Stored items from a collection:
━━━━━━━━━━━━━━━━

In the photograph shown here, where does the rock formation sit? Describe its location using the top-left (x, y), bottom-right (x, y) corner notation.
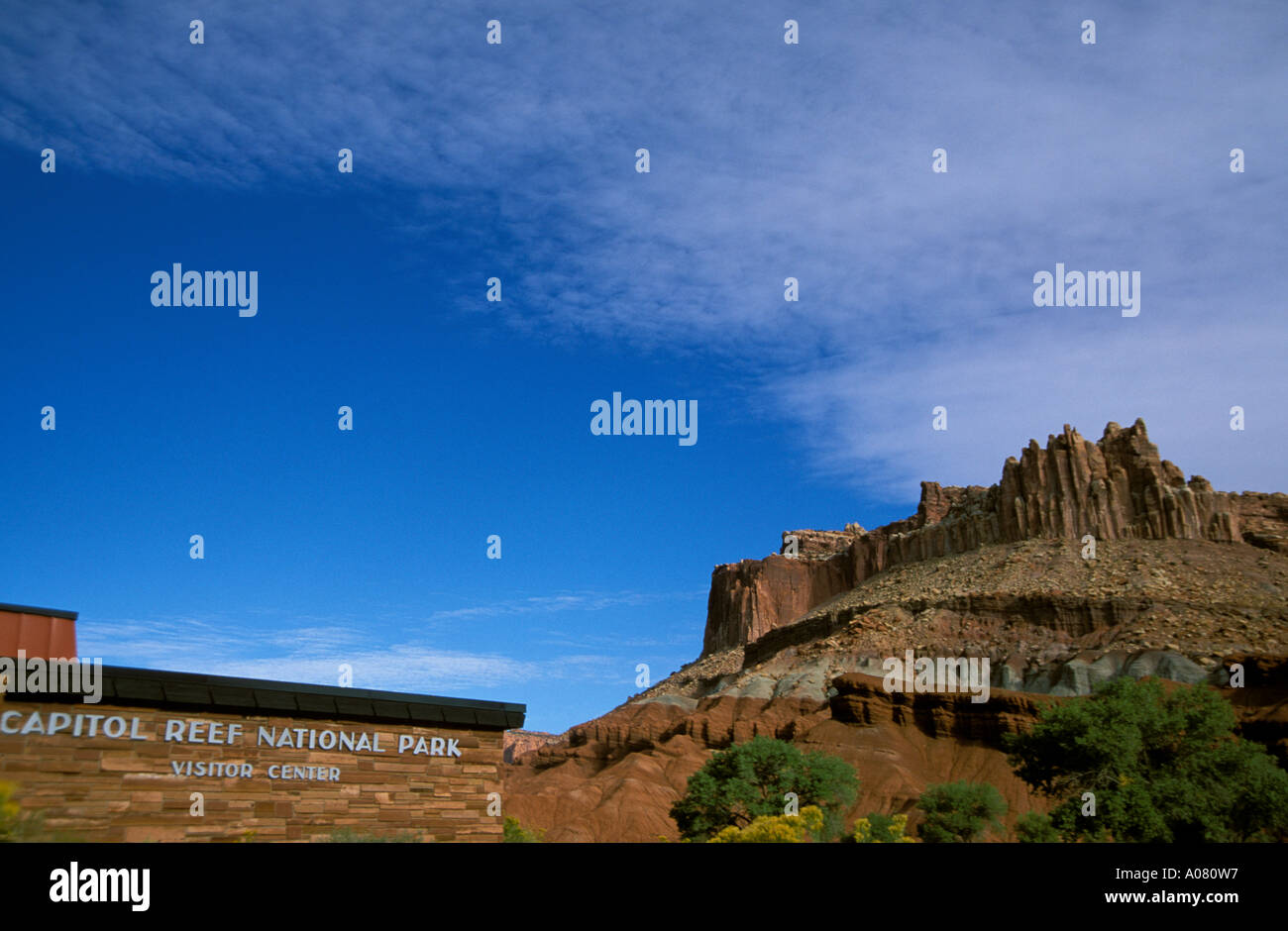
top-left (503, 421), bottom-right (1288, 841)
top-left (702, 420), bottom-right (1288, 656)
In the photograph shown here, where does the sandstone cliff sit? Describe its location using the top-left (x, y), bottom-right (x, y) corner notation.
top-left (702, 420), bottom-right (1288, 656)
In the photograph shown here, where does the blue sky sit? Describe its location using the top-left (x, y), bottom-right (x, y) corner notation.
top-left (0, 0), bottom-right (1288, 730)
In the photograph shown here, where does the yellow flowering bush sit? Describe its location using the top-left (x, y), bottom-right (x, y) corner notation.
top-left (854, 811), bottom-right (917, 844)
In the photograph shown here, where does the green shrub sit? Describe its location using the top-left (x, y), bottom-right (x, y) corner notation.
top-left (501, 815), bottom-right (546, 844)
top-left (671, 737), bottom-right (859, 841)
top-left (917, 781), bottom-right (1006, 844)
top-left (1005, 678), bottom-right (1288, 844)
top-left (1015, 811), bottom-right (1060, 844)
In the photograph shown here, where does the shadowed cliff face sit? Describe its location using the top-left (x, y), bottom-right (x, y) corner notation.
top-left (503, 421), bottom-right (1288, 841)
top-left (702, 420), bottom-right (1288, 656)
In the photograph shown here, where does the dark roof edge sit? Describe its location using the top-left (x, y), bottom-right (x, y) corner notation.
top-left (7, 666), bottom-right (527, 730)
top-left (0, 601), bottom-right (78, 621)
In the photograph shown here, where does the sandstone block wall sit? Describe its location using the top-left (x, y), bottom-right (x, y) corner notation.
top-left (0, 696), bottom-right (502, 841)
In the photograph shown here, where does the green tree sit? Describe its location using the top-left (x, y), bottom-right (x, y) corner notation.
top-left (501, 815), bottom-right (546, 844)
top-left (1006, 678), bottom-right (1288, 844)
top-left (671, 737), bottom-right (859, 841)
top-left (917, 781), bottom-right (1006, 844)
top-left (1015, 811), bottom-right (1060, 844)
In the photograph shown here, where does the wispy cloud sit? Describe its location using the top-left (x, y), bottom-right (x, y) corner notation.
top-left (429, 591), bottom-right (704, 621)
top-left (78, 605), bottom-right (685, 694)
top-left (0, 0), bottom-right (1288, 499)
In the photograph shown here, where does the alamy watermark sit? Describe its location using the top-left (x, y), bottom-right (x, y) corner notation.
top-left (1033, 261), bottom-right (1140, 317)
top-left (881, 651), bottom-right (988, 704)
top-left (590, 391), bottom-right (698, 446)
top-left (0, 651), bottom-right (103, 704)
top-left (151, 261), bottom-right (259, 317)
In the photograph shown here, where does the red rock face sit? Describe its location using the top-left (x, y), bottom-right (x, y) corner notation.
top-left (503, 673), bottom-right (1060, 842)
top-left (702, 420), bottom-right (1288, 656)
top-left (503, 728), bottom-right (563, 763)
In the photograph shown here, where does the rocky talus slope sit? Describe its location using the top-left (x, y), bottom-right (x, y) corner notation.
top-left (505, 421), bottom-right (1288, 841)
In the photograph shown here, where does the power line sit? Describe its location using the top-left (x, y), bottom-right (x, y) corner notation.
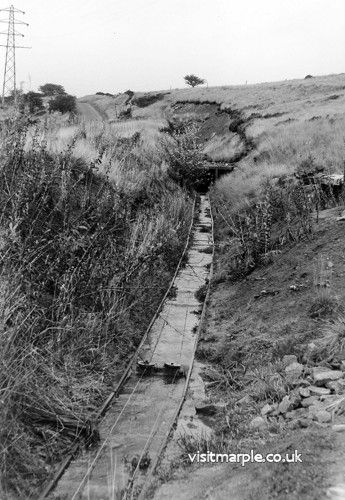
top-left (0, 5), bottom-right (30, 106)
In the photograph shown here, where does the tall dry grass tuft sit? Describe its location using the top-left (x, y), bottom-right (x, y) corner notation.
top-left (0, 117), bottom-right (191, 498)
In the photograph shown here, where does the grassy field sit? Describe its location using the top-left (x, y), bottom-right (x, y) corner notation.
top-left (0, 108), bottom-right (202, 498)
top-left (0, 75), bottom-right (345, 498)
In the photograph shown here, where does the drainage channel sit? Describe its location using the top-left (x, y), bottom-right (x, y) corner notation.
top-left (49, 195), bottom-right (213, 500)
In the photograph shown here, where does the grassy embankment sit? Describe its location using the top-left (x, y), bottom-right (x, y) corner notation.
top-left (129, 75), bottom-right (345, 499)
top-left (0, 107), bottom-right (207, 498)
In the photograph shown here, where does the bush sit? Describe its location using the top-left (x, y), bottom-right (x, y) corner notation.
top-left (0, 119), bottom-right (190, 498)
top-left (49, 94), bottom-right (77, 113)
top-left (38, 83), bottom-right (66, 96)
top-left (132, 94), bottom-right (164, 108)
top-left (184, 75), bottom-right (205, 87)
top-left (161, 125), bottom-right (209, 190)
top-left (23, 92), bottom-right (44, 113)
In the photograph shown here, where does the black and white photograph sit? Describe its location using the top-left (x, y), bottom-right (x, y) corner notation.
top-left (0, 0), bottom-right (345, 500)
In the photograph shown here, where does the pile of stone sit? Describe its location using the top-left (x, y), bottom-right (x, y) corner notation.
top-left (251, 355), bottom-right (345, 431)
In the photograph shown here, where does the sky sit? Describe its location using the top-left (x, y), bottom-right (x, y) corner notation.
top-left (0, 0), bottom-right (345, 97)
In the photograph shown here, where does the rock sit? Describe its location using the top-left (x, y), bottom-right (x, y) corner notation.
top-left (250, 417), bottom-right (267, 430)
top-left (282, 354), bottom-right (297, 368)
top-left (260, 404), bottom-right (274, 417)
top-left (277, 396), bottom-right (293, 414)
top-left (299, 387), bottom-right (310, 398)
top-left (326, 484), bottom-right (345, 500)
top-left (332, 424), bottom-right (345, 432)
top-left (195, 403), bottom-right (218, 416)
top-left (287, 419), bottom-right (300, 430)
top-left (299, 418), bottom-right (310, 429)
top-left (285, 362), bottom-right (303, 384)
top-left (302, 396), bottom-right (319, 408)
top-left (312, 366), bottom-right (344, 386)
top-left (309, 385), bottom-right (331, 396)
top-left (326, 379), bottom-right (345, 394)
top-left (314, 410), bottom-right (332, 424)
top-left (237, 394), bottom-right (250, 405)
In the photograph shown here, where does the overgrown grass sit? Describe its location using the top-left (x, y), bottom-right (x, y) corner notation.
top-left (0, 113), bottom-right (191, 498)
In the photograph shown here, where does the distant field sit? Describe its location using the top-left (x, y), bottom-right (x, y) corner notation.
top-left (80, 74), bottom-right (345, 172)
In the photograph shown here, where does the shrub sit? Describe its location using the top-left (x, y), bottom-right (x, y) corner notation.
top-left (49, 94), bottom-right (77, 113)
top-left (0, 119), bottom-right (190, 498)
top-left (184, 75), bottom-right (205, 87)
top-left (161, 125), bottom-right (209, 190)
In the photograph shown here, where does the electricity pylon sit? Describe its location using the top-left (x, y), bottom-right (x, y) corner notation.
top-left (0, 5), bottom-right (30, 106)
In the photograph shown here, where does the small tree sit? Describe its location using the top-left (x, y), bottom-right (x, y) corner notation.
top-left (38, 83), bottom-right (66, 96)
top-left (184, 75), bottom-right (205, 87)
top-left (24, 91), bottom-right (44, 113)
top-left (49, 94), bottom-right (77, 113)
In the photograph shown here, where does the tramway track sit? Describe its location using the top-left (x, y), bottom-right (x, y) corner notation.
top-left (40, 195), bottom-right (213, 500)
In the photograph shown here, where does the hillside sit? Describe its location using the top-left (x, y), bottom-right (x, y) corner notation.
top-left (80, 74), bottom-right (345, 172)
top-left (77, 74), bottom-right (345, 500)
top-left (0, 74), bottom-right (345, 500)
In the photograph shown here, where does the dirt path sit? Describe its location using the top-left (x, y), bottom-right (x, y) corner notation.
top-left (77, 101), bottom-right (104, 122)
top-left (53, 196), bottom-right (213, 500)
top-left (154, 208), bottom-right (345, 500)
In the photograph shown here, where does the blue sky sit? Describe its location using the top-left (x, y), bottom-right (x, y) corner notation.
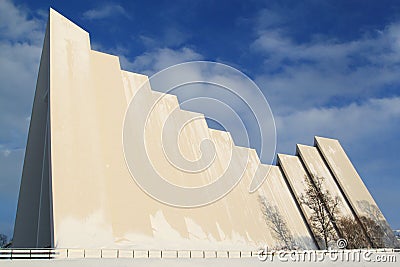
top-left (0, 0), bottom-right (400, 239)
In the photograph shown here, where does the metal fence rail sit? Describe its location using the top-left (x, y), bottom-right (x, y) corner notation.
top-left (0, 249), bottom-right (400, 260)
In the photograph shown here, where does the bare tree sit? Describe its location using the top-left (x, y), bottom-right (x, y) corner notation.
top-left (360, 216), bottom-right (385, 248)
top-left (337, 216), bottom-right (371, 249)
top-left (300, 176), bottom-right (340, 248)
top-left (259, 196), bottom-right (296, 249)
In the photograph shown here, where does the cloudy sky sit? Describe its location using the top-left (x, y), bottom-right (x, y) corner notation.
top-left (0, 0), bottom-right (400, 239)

━━━━━━━━━━━━━━━━

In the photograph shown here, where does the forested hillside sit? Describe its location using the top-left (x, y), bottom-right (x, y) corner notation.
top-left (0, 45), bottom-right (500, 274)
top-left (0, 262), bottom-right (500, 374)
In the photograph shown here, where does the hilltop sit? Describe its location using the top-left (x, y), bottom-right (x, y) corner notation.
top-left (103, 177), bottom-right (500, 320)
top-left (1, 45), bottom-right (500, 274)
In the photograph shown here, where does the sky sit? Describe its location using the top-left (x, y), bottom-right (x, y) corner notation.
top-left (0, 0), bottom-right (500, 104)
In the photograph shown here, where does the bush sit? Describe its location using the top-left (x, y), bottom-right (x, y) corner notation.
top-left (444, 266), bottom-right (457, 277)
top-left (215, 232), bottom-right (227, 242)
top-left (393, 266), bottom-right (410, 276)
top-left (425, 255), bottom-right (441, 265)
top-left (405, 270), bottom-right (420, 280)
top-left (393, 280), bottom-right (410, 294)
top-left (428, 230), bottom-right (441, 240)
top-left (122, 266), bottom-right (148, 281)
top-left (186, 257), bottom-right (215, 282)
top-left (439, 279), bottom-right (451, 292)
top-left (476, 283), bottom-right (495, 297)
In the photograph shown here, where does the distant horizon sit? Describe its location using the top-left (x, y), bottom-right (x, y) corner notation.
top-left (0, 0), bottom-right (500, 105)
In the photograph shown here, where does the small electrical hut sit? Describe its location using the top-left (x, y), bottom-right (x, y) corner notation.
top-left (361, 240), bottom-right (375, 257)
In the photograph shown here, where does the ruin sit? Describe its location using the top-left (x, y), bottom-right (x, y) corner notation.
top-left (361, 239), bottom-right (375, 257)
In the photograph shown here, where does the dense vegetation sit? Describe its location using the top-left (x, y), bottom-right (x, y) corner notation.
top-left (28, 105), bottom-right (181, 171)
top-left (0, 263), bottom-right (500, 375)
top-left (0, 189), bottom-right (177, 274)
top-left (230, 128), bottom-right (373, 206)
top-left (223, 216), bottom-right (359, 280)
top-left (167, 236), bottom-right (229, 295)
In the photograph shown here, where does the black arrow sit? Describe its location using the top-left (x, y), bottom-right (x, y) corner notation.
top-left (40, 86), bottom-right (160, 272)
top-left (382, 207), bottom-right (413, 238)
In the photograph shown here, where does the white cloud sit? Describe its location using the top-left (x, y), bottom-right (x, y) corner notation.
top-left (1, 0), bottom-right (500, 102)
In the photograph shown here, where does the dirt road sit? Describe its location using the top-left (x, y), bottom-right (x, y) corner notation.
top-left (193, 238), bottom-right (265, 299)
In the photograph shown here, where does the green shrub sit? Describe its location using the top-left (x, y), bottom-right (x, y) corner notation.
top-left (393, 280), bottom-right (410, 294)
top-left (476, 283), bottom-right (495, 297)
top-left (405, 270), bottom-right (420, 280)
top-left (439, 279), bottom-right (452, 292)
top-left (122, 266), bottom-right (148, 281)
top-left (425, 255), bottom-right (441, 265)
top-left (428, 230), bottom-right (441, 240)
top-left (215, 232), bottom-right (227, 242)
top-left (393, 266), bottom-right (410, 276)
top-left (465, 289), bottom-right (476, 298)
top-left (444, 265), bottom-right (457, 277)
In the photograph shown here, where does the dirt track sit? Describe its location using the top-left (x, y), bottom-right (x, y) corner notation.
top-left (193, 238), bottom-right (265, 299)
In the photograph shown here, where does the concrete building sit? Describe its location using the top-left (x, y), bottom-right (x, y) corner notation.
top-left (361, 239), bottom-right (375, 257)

━━━━━━━━━━━━━━━━

* **WHAT THE TASK REQUIRES**
Rewrite the rows in the part that opens with the line containing "In the photograph shown here, where does the rocky" and closes with the line containing "top-left (251, 355), bottom-right (345, 431)", changing "drainage channel" to "irrigation ditch" and keeping everything else the same. Leave the pictures out of your answer.

* **OUTPUT OF THE EXERCISE**
In the photograph shown here, where does the rocky talus slope sit? Describe its location using the top-left (x, y), bottom-right (x, y) corner notation.
top-left (505, 421), bottom-right (1288, 841)
In the photograph shown here, where does the power line sit? Describe its location using the top-left (x, y), bottom-right (x, y) corner notation.
top-left (0, 5), bottom-right (30, 106)
In the photograph shown here, where does the tall dry grass tuft sit? Describe its location using the top-left (x, y), bottom-right (x, y) corner notation.
top-left (0, 117), bottom-right (191, 498)
In the photograph shown here, where does the grassy field sit? Describe its location using the top-left (x, y), bottom-right (x, y) corner notation.
top-left (0, 108), bottom-right (202, 498)
top-left (0, 75), bottom-right (345, 498)
In the photograph shown here, where does the irrigation ditch sit? Describe its location using the top-left (x, y), bottom-right (x, y) corner notation.
top-left (49, 195), bottom-right (213, 500)
In the photograph shown here, where does the grassy embankment sit? Describe its location using the top-left (x, y), bottom-right (x, y) corner notation.
top-left (129, 75), bottom-right (345, 499)
top-left (0, 107), bottom-right (207, 498)
In the photograph shown here, where does the bush sit? Describe its location using the top-left (x, y), bottom-right (x, y) corner notation.
top-left (0, 119), bottom-right (190, 498)
top-left (49, 94), bottom-right (77, 113)
top-left (38, 83), bottom-right (66, 96)
top-left (132, 94), bottom-right (164, 108)
top-left (184, 75), bottom-right (205, 87)
top-left (161, 125), bottom-right (209, 190)
top-left (23, 92), bottom-right (44, 113)
In the photograph shown here, where does the black and white photograph sit? Describe its location using the top-left (x, y), bottom-right (x, y) corner notation.
top-left (0, 0), bottom-right (345, 500)
In the photograph shown here, where does the pile of stone sit? Describe its location using the top-left (x, y), bottom-right (x, y) corner notation.
top-left (251, 355), bottom-right (345, 431)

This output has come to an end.